> SET PROBLEM: Identify every line below that contains the string "pipe" and copy each of those lines out in full.

> Items stored from a collection:
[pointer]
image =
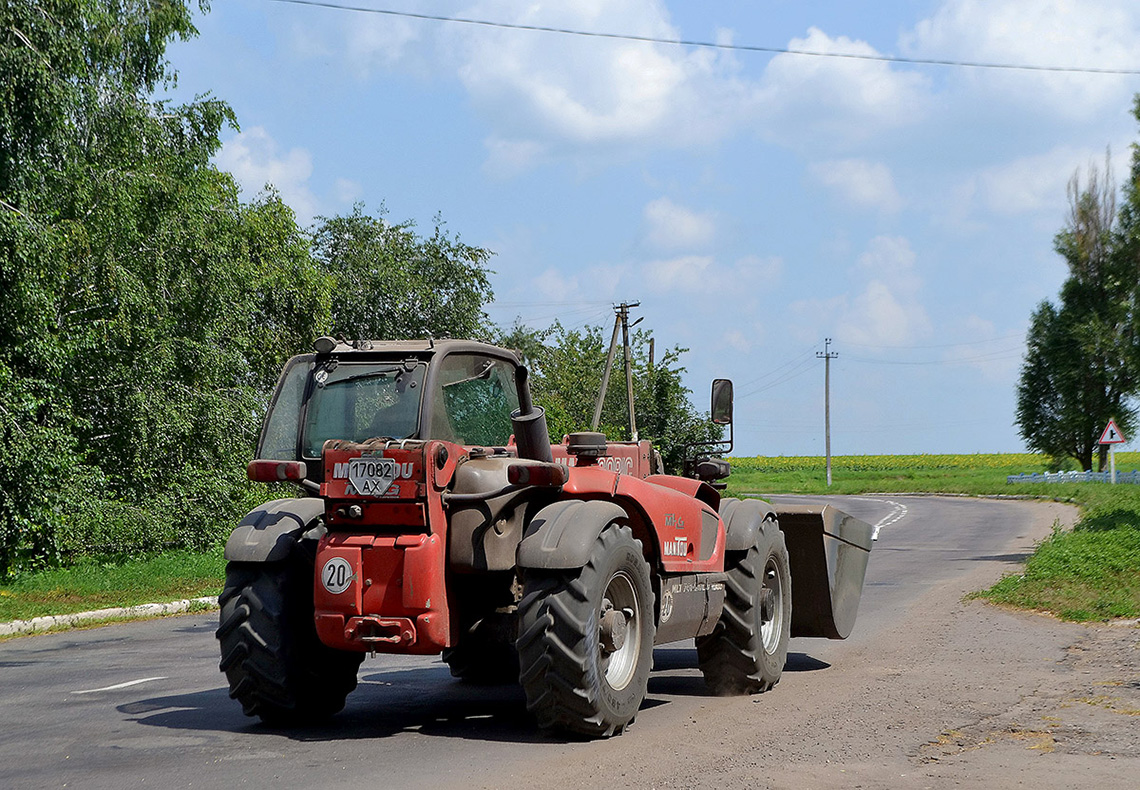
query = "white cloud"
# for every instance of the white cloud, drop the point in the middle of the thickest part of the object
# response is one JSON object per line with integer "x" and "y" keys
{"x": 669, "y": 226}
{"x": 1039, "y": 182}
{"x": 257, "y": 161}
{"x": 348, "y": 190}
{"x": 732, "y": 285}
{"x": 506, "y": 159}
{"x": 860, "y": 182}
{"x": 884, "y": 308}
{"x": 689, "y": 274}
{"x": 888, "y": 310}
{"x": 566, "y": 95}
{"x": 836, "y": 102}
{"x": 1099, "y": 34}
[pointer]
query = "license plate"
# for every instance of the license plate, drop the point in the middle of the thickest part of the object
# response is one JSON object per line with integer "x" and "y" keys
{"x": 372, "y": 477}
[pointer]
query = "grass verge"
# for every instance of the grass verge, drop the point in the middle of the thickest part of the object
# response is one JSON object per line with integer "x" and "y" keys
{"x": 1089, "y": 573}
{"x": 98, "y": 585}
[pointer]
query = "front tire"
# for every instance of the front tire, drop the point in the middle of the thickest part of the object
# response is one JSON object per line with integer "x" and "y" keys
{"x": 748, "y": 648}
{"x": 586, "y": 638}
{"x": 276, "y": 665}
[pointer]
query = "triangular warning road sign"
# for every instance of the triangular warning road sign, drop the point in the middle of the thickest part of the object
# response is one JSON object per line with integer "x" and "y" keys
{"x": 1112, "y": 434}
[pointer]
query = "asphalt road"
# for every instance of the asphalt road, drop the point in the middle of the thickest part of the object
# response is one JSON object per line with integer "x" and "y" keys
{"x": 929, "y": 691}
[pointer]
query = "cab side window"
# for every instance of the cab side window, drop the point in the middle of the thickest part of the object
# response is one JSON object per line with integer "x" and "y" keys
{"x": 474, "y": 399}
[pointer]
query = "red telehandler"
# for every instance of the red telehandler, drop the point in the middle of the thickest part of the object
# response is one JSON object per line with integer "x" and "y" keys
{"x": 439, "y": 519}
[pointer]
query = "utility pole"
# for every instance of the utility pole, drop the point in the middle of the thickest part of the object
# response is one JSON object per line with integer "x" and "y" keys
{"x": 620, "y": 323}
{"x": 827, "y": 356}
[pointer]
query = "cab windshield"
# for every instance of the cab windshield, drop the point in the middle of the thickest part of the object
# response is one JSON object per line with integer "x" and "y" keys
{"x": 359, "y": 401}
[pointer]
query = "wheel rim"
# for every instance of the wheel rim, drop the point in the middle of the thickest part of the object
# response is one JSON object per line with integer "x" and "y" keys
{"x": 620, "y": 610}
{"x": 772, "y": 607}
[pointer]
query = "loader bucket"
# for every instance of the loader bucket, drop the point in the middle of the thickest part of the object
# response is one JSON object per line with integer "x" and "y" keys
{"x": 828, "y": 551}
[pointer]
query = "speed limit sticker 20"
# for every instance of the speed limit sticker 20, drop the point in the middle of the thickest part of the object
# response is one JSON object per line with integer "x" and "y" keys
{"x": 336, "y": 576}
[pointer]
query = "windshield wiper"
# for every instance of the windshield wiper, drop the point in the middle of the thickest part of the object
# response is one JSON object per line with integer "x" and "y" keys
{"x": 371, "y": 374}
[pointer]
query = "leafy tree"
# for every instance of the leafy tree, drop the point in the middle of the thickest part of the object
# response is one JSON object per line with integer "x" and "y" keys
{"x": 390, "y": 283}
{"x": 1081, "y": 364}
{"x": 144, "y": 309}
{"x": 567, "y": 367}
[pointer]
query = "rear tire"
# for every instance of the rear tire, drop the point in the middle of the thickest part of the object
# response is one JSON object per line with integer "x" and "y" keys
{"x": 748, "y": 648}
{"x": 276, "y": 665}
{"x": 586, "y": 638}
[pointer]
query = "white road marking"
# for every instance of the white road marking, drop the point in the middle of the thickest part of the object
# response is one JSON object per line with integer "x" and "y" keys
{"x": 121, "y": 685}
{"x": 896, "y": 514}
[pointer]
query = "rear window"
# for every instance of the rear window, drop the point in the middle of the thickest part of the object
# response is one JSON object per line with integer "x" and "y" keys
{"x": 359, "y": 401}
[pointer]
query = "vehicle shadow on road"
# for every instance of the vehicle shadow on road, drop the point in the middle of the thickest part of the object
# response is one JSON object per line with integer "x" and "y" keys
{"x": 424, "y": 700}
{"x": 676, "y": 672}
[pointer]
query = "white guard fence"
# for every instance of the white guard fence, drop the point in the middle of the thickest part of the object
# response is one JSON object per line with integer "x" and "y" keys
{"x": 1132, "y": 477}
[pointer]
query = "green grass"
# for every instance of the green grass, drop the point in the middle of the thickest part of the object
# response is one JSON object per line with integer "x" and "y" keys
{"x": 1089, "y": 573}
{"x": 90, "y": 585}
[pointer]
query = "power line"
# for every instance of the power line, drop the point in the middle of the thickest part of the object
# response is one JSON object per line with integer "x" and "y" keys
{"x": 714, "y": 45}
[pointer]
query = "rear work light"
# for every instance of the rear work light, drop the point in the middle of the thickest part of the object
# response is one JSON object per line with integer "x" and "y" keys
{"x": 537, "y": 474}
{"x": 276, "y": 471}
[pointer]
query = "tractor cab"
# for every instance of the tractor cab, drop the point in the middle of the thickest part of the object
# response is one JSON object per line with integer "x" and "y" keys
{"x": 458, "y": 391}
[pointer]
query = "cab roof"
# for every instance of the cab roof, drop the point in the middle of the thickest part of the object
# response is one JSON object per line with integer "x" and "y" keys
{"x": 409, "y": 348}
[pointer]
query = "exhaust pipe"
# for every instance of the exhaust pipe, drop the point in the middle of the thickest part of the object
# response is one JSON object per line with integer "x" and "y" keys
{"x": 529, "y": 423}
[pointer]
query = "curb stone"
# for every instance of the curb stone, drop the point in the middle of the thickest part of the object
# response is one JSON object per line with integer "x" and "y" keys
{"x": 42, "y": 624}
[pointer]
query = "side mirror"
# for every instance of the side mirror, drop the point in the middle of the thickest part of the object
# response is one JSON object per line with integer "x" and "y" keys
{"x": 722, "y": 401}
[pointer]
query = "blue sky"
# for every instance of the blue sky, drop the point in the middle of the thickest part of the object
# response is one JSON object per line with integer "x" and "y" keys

--

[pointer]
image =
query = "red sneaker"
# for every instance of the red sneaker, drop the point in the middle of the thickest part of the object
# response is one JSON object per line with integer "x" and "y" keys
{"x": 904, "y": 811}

> THE REPLY:
query = "exhaust pipe"
# for every instance of the exhaust pipe, drop the point in the middle of the thickest part of the object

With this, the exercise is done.